* What is expected
Please identify every line in the records that contains the word "clicks" and copy each of those lines.

### Material for this exercise ###

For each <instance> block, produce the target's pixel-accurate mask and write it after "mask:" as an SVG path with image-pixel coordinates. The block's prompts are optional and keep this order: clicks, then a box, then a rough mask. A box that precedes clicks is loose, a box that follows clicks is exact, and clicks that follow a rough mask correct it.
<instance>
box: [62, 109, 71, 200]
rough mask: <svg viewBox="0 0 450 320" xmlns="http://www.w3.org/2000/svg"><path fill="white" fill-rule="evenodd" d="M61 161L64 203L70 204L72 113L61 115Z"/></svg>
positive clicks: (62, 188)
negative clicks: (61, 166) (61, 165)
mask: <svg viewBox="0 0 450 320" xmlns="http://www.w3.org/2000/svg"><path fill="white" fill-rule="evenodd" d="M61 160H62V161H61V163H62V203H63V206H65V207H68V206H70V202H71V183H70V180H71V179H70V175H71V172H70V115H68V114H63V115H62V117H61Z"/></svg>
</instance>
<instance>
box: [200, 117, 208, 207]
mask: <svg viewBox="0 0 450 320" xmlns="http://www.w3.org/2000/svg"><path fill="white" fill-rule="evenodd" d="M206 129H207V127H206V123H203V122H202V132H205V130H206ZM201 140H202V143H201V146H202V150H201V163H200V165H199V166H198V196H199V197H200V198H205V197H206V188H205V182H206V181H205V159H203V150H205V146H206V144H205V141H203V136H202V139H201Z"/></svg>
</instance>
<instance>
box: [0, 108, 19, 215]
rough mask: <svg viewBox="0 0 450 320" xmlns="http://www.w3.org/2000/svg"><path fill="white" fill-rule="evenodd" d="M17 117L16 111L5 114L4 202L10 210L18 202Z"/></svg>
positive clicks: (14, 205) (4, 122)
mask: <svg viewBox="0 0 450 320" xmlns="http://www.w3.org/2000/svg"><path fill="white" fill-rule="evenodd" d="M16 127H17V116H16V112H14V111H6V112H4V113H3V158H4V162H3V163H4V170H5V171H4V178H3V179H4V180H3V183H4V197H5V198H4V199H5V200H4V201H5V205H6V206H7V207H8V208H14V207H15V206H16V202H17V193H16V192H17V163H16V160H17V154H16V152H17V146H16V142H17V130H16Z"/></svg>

###

* Response to this exercise
For each <instance> block, produce the target's pixel-accurate mask and write it after "mask:" as an SVG path with image-pixel coordinates. The block's prompts are optional and keep this order: clicks, then a box, then a rough mask. A box that precedes clicks is loose, a box that follows clicks is exact, and clicks that follow a rough mask correct it.
positive clicks: (62, 188)
negative clicks: (61, 166) (61, 165)
positive clicks: (14, 205) (4, 122)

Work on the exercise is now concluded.